(Pointing dataset excerpts)
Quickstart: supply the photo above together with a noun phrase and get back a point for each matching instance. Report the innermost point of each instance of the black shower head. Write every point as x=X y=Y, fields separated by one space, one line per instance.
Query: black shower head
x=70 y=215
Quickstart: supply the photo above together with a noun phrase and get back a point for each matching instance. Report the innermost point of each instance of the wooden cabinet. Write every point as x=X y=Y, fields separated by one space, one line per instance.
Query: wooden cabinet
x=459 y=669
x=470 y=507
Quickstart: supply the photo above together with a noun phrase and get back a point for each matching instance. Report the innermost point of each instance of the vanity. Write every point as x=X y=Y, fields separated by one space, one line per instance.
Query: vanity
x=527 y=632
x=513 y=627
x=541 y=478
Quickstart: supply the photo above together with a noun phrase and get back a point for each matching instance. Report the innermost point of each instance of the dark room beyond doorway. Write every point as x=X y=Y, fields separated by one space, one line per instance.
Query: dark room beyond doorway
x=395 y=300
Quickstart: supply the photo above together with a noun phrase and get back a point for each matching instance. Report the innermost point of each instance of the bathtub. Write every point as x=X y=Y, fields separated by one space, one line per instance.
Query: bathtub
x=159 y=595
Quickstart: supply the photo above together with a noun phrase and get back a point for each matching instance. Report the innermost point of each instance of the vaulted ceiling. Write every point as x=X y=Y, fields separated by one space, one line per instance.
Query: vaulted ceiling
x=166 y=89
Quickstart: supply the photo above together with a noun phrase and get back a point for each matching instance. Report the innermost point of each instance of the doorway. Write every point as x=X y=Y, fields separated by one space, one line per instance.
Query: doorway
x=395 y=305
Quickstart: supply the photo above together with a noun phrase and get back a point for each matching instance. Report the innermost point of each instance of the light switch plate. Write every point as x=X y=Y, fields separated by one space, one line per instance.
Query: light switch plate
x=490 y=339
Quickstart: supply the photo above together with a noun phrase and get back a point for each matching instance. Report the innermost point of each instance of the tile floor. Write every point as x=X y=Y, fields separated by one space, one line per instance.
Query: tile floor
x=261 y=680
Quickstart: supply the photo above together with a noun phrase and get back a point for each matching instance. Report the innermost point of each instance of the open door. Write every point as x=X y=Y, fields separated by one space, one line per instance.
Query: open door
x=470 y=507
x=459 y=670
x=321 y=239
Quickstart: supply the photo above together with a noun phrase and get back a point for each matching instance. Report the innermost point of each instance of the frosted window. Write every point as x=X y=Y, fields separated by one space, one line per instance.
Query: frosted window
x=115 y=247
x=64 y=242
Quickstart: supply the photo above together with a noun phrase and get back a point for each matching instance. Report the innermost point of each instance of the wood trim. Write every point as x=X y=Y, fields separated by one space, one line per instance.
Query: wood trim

• _Set task_:
Convert the lines from the one containing "the wood trim." through the end of the items, inclusive, into a Markdown table with the columns Row and Line. Number each row and leave out any blank lines.

• _Solution for this problem_:
| Row | Line |
|---|---|
| 1 | Quickstart: supply the photo above together with a noun phrase and get back a point for each matching instance. Report the innermost point of each instance of the wood trim. Write every point as x=X y=Y, fields separated by one space, one line per instance. |
| 2 | Query: wood trim |